GIVEN RECORDS START

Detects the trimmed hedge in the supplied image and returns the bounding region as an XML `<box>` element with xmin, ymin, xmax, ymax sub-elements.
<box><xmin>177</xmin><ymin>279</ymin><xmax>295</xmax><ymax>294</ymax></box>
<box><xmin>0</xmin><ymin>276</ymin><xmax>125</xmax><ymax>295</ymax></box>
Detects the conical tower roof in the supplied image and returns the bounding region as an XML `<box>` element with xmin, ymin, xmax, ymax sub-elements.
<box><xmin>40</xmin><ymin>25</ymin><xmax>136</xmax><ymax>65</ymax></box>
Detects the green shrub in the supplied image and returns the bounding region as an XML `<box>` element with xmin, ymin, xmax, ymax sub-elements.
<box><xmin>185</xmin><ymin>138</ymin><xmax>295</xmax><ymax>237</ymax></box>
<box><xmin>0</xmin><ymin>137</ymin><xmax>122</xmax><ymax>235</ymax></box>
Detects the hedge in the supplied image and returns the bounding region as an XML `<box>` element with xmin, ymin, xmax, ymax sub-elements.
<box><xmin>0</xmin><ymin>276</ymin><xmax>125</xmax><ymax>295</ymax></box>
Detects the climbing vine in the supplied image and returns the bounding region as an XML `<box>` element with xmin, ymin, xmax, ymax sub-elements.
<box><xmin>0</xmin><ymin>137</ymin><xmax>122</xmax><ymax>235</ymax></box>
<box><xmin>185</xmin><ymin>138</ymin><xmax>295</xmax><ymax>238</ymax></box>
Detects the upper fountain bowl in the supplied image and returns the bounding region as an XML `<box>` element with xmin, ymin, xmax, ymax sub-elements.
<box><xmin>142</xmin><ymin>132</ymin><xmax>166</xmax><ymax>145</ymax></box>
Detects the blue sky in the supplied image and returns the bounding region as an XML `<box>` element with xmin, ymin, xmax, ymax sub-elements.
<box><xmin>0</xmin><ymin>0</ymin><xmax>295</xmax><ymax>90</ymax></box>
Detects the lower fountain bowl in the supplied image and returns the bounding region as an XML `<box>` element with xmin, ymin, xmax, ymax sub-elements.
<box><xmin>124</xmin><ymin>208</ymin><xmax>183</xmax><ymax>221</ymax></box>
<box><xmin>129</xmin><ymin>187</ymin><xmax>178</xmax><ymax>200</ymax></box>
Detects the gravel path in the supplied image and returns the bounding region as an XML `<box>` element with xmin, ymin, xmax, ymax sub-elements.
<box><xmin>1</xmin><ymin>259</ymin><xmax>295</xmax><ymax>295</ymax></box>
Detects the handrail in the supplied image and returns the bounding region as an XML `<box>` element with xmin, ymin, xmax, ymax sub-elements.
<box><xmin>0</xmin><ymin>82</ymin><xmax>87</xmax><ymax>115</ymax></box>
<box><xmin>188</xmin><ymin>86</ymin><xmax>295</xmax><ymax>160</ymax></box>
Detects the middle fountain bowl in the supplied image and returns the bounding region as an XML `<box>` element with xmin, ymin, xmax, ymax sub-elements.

GIVEN RECORDS END

• **WORK TO BE COMPLETED**:
Output the entire listing above exactly, keeping each line as it is.

• **RESULT FOR THIS EXERCISE**:
Detects the trimmed hedge in the supplied image and returns the bounding region as an XML `<box>` element with xmin, ymin, xmax, ymax sub-elements.
<box><xmin>177</xmin><ymin>279</ymin><xmax>295</xmax><ymax>294</ymax></box>
<box><xmin>0</xmin><ymin>276</ymin><xmax>125</xmax><ymax>295</ymax></box>
Detects the conical tower roof in the supplied image and returns the bounding region as an XML `<box>` element with xmin, ymin, xmax, ymax sub-elements.
<box><xmin>40</xmin><ymin>25</ymin><xmax>136</xmax><ymax>65</ymax></box>
Detects the green shrub in the supplied image and returns the bounding region as an XML `<box>` element with xmin, ymin, xmax, ymax sub-elements.
<box><xmin>185</xmin><ymin>138</ymin><xmax>295</xmax><ymax>237</ymax></box>
<box><xmin>0</xmin><ymin>137</ymin><xmax>122</xmax><ymax>235</ymax></box>
Detects the hedge in the supplied image and returns the bounding region as an XML `<box>` element with xmin, ymin, xmax, ymax sub-elements.
<box><xmin>0</xmin><ymin>276</ymin><xmax>125</xmax><ymax>295</ymax></box>
Detects the climbing vine in the supplied image and returns the bounding region as an XML `<box>` element with xmin, ymin, xmax, ymax sub-elements.
<box><xmin>0</xmin><ymin>137</ymin><xmax>122</xmax><ymax>235</ymax></box>
<box><xmin>185</xmin><ymin>138</ymin><xmax>295</xmax><ymax>238</ymax></box>
Detects the upper fountain bowl in the supplied image and returns the bounding region as an XML `<box>` element with xmin, ymin, xmax, ymax sub-elements.
<box><xmin>142</xmin><ymin>132</ymin><xmax>166</xmax><ymax>145</ymax></box>
Detects the blue sky in the supplied image and returns the bounding region as an XML `<box>` element with xmin, ymin, xmax, ymax sub-elements.
<box><xmin>0</xmin><ymin>0</ymin><xmax>295</xmax><ymax>90</ymax></box>
Detects the lower fountain bowl in the supplied image and returns the bounding region as an XML `<box>` element with xmin, ymin, xmax, ymax sub-elements.
<box><xmin>124</xmin><ymin>208</ymin><xmax>183</xmax><ymax>221</ymax></box>
<box><xmin>129</xmin><ymin>187</ymin><xmax>178</xmax><ymax>200</ymax></box>
Detects the gravel path in the supplied image and returns the bounding region as an XML `<box>` element with xmin, ymin, xmax, ymax sub-elements.
<box><xmin>1</xmin><ymin>259</ymin><xmax>295</xmax><ymax>295</ymax></box>
Detects the handrail in the supplied image and returns the bounding region as an XML `<box>` element with xmin, ymin, xmax, ymax sub-elements.
<box><xmin>0</xmin><ymin>82</ymin><xmax>87</xmax><ymax>115</ymax></box>
<box><xmin>188</xmin><ymin>86</ymin><xmax>295</xmax><ymax>160</ymax></box>
Detects the middle fountain bowl in the supplied image and returns the bounding region as an XML `<box>` element with xmin, ymin, xmax, ymax sub-elements.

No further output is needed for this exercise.